- **What this exercise asks**:
1. From the trip report below, list every animal the writer watches or talks to while outside.
2. Answer these from the trip report below:
(a) How many grams wet did the first flush yield?
(b) Around what time on Saturday did the writer start eating the mushrooms?
(c) What did the writer use to force the mushrooms down?

- **Text**:
* START *
Well this was my second trip I was so enamored with the entire process after my first trip that I decided that I needed to grow on my own.  I harvested my first flush from two of my cakes.  I came away with 80 grams wet which I figure is 3 decent trips.  For this trip I decided I would go it alone to see what happens and have "my" trip and not a group experience.

I started eating them around 1:30 on Saturday.  I had started on an empty stomach.  I was chewing the shrooms then forcing them down with a gulp of beer.  I had finished by around 1:50.  I went to the bathroom and glanced in the mirror.  My pupils were already fully dilated and I was beginning for start feeling it.  I started feeling queasy so I loaded up the surfer and started to vape.  I ran back to the bathroom and threw up.  Now I'm feeling much better.  I went outside.  I watched some flies near my trashcan for a while.  Awesome tracers.  I talked to a stink bug for a bit.  I was completely amazed at how he was built he was completely alien to me.  I was fascinated by his exoskeleton.  I start to feel like I need to find insects when I trip to understand them better it's becoming a theme.  I chatted with my dog.  I felt her breath on my leg it felt alive.  I really understood what a friend she was to me.
* END *
- **Information given**:
* START *
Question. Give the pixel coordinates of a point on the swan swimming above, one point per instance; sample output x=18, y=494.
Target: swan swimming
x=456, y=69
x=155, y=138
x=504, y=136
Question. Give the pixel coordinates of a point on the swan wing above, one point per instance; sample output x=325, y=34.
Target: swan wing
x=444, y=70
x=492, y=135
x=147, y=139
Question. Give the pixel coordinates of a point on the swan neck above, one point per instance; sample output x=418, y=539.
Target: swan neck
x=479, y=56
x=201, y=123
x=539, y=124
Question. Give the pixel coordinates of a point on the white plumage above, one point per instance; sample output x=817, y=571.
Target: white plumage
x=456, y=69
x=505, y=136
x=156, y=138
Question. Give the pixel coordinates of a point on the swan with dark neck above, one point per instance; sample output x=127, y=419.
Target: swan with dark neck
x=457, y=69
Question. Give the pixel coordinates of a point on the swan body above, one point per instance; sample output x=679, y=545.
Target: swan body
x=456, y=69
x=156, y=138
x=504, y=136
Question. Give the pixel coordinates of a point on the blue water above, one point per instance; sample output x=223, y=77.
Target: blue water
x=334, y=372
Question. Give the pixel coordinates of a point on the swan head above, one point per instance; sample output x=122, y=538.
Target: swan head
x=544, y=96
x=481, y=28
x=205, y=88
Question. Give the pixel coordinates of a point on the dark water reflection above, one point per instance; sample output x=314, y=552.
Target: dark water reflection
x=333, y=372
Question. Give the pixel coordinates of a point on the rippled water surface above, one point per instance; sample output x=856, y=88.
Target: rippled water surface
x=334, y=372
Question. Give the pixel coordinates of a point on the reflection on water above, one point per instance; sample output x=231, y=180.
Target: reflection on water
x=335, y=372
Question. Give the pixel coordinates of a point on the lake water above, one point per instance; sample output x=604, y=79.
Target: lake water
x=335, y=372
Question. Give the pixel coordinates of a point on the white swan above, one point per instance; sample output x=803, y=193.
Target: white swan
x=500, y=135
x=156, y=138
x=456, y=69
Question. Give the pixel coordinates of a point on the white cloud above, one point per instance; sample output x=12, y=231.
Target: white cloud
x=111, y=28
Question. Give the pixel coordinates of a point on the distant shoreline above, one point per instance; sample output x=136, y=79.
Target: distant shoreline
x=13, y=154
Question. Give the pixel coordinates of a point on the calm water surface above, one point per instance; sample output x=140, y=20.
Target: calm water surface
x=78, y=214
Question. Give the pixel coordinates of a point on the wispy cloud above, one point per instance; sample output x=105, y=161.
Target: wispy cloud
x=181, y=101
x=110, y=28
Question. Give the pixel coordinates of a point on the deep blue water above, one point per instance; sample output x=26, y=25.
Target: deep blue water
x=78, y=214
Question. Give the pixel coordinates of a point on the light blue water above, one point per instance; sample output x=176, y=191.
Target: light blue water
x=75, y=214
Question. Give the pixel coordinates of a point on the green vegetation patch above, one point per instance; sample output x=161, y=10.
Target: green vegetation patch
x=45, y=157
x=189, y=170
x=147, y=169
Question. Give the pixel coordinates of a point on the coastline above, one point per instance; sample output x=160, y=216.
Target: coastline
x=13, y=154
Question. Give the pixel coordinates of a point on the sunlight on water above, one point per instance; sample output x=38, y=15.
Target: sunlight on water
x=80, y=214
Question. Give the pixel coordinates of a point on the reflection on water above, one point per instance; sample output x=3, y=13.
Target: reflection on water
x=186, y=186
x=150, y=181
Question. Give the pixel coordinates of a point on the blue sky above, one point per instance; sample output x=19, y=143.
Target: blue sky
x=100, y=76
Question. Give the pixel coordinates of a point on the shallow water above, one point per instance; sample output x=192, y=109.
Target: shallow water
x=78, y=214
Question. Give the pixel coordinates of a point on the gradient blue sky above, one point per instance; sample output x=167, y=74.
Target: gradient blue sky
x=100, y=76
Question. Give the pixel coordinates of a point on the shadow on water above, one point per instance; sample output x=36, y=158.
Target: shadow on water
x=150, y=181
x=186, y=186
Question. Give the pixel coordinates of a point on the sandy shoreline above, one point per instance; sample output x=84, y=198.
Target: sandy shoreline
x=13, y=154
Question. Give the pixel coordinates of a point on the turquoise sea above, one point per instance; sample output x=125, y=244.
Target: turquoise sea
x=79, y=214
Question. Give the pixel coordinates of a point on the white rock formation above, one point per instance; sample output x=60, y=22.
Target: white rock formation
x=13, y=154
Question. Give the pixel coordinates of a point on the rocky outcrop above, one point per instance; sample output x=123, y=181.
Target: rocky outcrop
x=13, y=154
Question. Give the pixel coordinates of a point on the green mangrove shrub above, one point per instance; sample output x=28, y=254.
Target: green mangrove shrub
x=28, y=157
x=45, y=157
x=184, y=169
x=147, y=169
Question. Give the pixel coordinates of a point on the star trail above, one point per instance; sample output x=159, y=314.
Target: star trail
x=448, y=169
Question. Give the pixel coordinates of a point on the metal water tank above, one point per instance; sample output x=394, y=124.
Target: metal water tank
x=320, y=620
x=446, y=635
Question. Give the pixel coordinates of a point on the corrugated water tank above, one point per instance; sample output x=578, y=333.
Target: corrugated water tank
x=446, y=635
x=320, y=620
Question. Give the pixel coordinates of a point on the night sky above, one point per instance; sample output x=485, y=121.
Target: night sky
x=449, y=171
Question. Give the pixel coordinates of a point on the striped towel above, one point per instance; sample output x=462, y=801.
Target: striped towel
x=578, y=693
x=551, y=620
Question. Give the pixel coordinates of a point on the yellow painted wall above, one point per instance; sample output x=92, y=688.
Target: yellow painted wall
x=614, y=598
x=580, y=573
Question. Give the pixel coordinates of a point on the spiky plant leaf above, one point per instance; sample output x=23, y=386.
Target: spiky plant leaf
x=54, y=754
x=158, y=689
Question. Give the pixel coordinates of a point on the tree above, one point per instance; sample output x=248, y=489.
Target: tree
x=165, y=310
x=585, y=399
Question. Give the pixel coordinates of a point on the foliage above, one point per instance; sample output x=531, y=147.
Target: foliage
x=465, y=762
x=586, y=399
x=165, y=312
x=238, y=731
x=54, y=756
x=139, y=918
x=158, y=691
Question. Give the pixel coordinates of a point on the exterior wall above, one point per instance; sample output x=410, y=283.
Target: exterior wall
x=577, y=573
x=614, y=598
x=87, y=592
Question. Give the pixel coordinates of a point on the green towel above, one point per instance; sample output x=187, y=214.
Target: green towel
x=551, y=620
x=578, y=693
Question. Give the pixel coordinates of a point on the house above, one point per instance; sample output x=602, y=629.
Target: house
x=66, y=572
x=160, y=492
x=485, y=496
* END *
- **Expected results**:
1. Flies, a stink bug, the writer's dog

2.
(a) 80 grams
(b) Around 1:30
(c) A gulp of beer